- _Instructions for the task_
Leave out the pictures and repeat everything else in the records exactly.

##### Supplied material

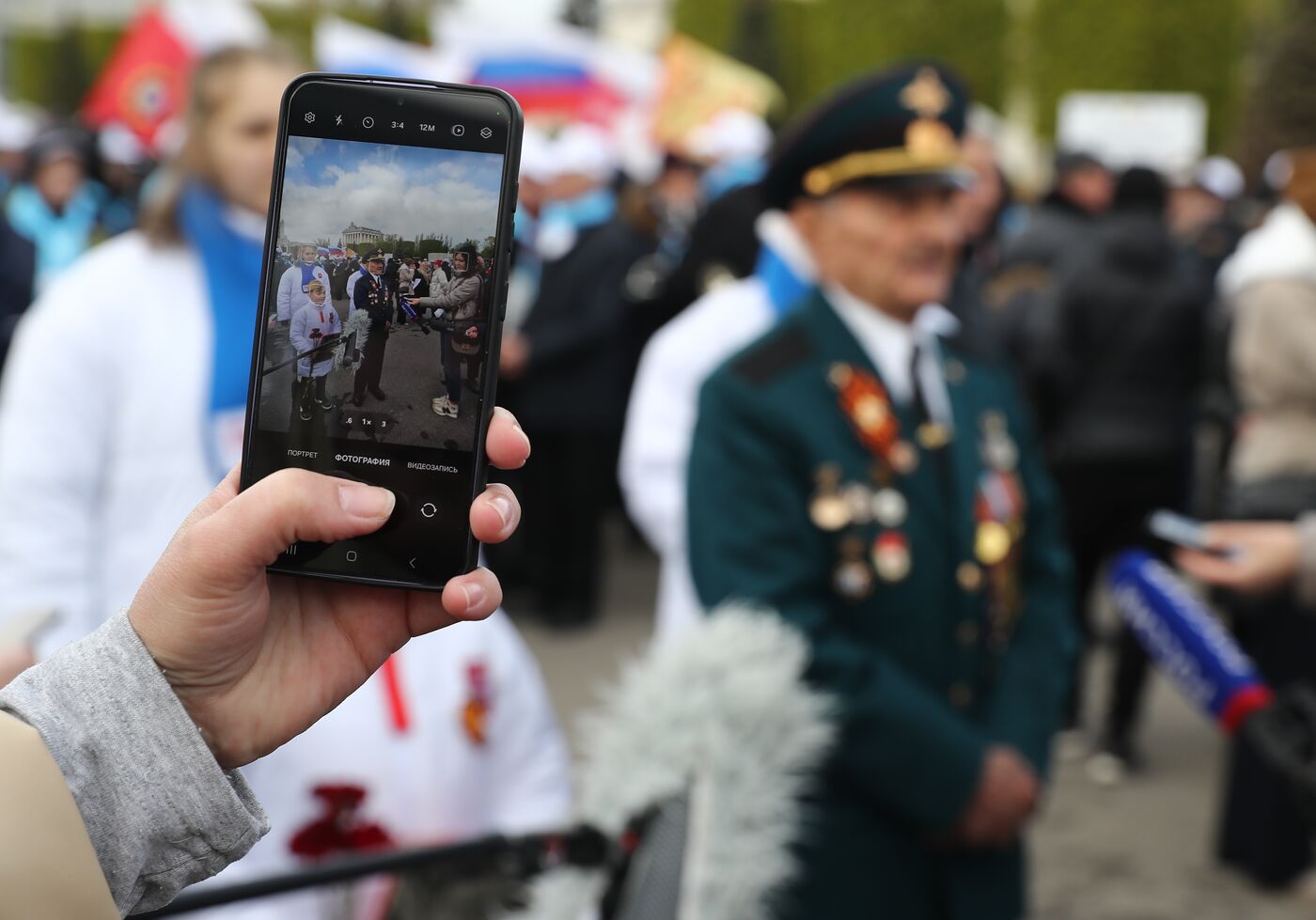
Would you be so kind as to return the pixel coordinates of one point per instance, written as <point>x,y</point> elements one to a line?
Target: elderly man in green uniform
<point>878,486</point>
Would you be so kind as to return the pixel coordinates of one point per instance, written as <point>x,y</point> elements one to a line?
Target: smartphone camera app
<point>379,318</point>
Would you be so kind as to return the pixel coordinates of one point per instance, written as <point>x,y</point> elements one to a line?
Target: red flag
<point>145,79</point>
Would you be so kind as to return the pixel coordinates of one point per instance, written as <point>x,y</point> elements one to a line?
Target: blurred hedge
<point>1058,45</point>
<point>55,69</point>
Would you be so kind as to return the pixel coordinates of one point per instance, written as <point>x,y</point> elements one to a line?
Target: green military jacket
<point>933,654</point>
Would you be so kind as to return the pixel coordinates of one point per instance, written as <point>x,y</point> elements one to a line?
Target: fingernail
<point>362,500</point>
<point>474,592</point>
<point>503,506</point>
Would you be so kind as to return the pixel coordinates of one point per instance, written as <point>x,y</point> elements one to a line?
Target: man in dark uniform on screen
<point>371,295</point>
<point>878,486</point>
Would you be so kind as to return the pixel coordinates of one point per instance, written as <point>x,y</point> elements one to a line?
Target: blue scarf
<point>232,265</point>
<point>589,210</point>
<point>785,288</point>
<point>59,239</point>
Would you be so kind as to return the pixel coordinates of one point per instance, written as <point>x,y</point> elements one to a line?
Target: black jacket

##########

- _Answer in full_
Would you be so kind as to return the pixel coordinates of one point per instance, written as <point>x,y</point> elements one to a line?
Target: elderly man in green uniform
<point>878,486</point>
Would you be so kind as to return the pixel coordinates of one point per instance, written as <point>x,y</point> elements one to a line?
Target: smartphone camera app
<point>379,318</point>
Would you be so kind as to return the pixel coordinates of one point per instance, written as <point>x,y</point> elements one to a line?
Target: red flag
<point>145,79</point>
Would you be so kind as to return the pixel coordinates of one point per instance, written as <point>x,y</point> elements one to a line?
Target: blurred hedge
<point>1058,45</point>
<point>55,69</point>
Would you be so kind as to return the pixel coordinates of one point per instance, written as <point>x,y</point> elements one to a line?
Target: green military jacket
<point>933,654</point>
Would you be so kind as to return the pixel coordinates of one point per instance, written as <point>x,y</point> elements one to a line?
Target: fingernail
<point>362,500</point>
<point>474,592</point>
<point>503,506</point>
Would you be so kind as to return the pixel coordinates of one point per instance, written as <point>x,y</point> elements one to a line?
Target: man in dark uniform on screen
<point>371,295</point>
<point>878,486</point>
Would you be so kind as to return the pixel coordinates of one point per instance, written as <point>x,y</point> elements one to a line?
Target: blue scarf
<point>232,265</point>
<point>589,210</point>
<point>785,288</point>
<point>59,239</point>
Would you be so kind as to return the pixel coordinates of one point per instance, written as <point>x,y</point> elements one to a line?
Target: black jacket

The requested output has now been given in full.